▶ _Your task_: Rewrite the material below with "thickest part" replaced by "widest part", leaving everything else unchanged.

-- start of Data rows --

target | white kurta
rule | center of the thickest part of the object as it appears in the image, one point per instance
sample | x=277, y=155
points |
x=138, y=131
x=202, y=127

-- end of Data rows --

▶ _Output of the task_:
target | white kurta
rule | center of the widest part of the object as it appears in the image, one point per instance
sample | x=277, y=155
points |
x=138, y=131
x=202, y=127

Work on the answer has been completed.